Short exercise -> Edit the entries below by changing "instance" to "item" and keeping everything else as it is.

Dataset entries ->

※

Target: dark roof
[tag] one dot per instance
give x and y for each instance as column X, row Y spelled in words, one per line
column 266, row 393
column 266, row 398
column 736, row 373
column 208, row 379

※

Task result ->
Target: dark roof
[tag] one dot per item
give x and y for each item as column X, row Y spelled in words, one per line
column 266, row 393
column 266, row 398
column 736, row 373
column 208, row 379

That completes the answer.